• _What you need to do_:
(a) Answer these questions from the text on wine brands, one answer a line, marked to match:
(i) What grape is the roast chicken wine predominantly made from, according to its label?
(ii) Which four supermarket chains are named as having their own brands of wine?
(iii) What is the per-case price of Metropolitan Market's house brand wines?
(b) Please reproduce the text on wine brands between "The British System" and "ratings, for example.)", inclusive.
(c) Resume the text on wine brands, picking up after its final sentence.

• _Excerpt provided_:
# # # # # # #

Food and wine writer Cynthia Nims reports on another strategy on her blog, Mon Appétit. Cynthia discovered a line of branded wines called “Wine that Loves” that are intended to simplify the wine-food pairing choice. Are you looking for something to serve with roast chicken? Pick up “Wine that Loves Roast Chicken.” Fish tonight? Look for “Wine that Loves Grilled Salmon.”
The chicken wine is “Predominantly Garnacha” according to the label — not a wine that an overwhelmed consumer would probably risk as a varietal choice, but might try and like in this format. The salmon wine is a Pinot Grigio/Garganega/Chardonnay blend. I like this concept because it links wine to food, which is very important, and encourages experimentation. It will be interesting to see if buyers embrace it or if it is just a novelty that soon fades.
The British System of House Brands
Great Britian is the most important wine market in the world in part because British retailers have developed a number of successful strategies to increase wine buyer confidence. Supermarkets are the big players in the U.K, and house brands are key to their wine strategies. Tesco, Waitrose, Sainsbury’s and Marks & Spencer all have their own brands of wine (sourced from around the world). Buyers are willing to try an unfamiliar wine because their confidence in the supermarket chain transfers over the the wine.
(It doesn’t hurt that at least some of the house brand wines are very good, of course. A M&S house brand wine is one of the highest-rated New World Sauvignon Blancs in the current Decanter ratings, for example.)
Trader Joe’s uses this strategy here in the U.S. (I have written about this in 300 Million Bottles of Two Buck Chuck). Trader Joe’s sells vast quantities of Charles Shaw (a.k.a. Two Buck Chuck) wine each year and the key is reputation. Not the wine’s reputation — the store’s. Trader Joe’s has a reputation for value and quality, which lends credibility to their house brand wine. As I have said before, the miracle of Two Buck Chuck isn’t that you can sell a wine for $1.99, it is that you can get anyone to buy it. The $1.99 price point just screams “rotgut.” But people happily buy wine at Trader Joe’s at price points they would never think of considering at Safeway or Kroger because they have confidence in the TJ brand.
My local upscale grocer, Metropolitan Market, is trying the house brand route, apparently with success. For the last year or so they have occasionally stocked limited-release house brand wine specials such as the 2007 Columbia Valley “White Selection #1” shown here. The wines go for $8 per bottle or $88 per case and they are stacked in big displays that remind me of, well, Trader Joe’s.
These house brand wines are kind of interesting. The first release of the year was a Rosé — hardly an easy sale given upmarket consumer resistance to pink wines (too close to White Zin!) and the chilly spring we have had — and now a white that turns out on close inspection to be an oak-free Semillon blend. I like Semillon quite a bit, but I don’t think you could sell it by the case at a neighborhood grocery store with a traditional brand name and varietal label. But “Met Market White #1” and the Rosé are products that buyers seem to embrace as safe bets and good values because of the store’s reputation for quality.

# # # # # # #

• _Recorded data_:
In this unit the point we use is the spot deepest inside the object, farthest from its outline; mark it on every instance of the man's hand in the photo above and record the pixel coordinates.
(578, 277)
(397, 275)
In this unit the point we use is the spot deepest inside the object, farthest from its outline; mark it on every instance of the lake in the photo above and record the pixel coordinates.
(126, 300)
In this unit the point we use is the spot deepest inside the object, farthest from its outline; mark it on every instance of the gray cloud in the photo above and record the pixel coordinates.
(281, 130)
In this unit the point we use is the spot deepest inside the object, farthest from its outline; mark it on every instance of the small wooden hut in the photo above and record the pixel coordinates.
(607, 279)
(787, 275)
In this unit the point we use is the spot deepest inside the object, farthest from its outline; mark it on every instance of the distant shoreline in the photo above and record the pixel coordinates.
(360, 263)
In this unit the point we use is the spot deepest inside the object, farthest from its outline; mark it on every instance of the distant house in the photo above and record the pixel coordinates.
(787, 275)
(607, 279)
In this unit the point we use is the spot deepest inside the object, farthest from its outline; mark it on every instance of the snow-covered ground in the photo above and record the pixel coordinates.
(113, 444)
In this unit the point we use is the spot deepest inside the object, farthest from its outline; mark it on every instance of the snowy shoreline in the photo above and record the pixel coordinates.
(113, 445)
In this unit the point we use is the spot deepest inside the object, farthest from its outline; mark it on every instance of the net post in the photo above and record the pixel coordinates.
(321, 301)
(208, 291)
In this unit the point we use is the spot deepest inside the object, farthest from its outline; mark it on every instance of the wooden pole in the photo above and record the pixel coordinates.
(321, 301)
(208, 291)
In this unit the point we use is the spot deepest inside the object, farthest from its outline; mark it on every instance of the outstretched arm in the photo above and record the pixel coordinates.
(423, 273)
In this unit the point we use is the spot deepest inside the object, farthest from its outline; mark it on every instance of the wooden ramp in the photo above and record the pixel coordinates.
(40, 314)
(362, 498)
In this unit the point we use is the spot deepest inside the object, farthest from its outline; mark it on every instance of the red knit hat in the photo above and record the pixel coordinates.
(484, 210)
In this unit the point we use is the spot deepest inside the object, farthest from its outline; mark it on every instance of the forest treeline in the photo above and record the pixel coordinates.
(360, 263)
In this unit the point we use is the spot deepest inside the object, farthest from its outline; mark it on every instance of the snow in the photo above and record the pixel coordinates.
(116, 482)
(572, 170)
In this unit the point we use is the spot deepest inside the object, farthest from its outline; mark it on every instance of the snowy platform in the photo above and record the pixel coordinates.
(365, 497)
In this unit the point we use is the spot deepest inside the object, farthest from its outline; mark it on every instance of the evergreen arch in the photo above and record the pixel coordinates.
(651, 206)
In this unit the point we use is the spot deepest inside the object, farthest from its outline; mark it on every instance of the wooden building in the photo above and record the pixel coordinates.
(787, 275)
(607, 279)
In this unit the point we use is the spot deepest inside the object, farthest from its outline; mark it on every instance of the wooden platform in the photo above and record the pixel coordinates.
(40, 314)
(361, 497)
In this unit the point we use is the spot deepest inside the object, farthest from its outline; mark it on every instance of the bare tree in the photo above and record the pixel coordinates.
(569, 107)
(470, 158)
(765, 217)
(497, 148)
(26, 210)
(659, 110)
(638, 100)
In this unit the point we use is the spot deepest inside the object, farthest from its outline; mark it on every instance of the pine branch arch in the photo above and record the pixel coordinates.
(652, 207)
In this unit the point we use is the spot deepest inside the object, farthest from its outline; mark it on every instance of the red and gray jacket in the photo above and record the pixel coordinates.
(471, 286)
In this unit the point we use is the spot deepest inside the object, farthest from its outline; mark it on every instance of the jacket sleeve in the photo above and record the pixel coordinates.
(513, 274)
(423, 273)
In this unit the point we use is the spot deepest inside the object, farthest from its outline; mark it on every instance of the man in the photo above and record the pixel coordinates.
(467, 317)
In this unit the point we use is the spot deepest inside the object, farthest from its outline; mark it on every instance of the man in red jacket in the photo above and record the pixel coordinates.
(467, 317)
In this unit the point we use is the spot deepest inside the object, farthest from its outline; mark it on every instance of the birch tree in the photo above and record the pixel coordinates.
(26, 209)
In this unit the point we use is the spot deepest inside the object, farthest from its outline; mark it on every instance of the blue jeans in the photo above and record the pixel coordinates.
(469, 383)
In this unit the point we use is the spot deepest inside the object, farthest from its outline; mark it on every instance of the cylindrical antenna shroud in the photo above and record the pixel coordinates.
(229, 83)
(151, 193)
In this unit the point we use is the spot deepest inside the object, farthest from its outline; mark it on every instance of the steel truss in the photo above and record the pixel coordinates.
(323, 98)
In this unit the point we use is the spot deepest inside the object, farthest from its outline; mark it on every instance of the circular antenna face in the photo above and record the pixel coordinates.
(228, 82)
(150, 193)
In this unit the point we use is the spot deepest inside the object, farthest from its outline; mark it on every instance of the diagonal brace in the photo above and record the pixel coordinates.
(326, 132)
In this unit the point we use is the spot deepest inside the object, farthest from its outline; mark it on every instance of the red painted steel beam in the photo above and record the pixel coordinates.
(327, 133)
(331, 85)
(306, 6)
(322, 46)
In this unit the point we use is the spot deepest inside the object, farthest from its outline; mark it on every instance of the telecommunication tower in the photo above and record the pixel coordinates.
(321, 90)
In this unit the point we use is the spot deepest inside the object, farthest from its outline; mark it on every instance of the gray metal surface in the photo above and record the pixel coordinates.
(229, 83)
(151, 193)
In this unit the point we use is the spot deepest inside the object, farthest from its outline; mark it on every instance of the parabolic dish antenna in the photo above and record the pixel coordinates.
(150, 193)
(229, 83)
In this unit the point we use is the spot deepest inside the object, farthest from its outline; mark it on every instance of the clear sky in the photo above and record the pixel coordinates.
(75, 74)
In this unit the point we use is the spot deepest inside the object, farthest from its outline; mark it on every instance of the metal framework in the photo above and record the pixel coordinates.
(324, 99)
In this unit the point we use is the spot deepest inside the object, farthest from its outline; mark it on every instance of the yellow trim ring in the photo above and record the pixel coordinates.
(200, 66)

# # # # # # #

• _Outputs for the tasks_:
(a)
(i) Garnacha
(ii) Tesco, Waitrose, Sainsbury's and Marks & Spencer
(iii) $88

(b)
The British System of House Brands
Great Britian is the most important wine market in the world in part because British retailers have developed a number of successful strategies to increase wine buyer confidence. Supermarkets are the big players in the U.K, and house brands are key to their wine strategies. Tesco, Waitrose, Sainsbury’s and Marks & Spencer all have their own brands of wine (sourced from around the world). Buyers are willing to try an unfamiliar wine because their confidence in the supermarket chain transfers over the the wine.
(It doesn’t hurt that at least some of the house brand wines are very good, of course. A M&S house brand wine is one of the highest-rated New World Sauvignon Blancs in the current Decanter ratings, for example.)

(c)
They fly out the door, according to the satisfied customers in line with me last week. You might have trouble selling them as ordinary branded varietals, but they go down easy as trusted house brand wines. The British know the wine game really well. We are smart to learn from them.
Confidence Game
Everyone is trying to solve the overwhelmed consumers’ liquidity problem. Here in the Pacific Northwest we have consumer friendly labels like House Wine (produced by the Magnificent Wine Company) and Wine By Joe, an Oregon brand. Like the Met Market generics, these are good quality upmarket answers to the question, what should I buy to drink tonight? The reputations these brands have developed for value and quality makes buying their wines a comfortable experience for many consumers. (My Costco sells the House Wines brands by the case.)
Take a close look at your supermarket wine aisle and I think you will see a lot of products designed to make wine easier to understand and buy. With so much creative energy at work here, I am confident that the needs of overwhelmed wine buyer market are being well served. Maybe they’ll stop being overwhelmed and their liquidity crisis will end. I wish I had the same confidence about the financial markets!
Decanterbills itself as “The World’s Best Wine Magazine” and is sometimes referred to as the bible of wine. It is probably the most influential wine magazine in the world, too, although that could be a contested claim. It is the most-read wine magazine in the world’s most important wine market: Great Britain. Founded in 1975, it is based in London and published monthly in more than 90 countries including, since 2005, China. The Chinese Decanter(click on the image to see the Chinese cover) includes about 30% special content for the growing East Asian market.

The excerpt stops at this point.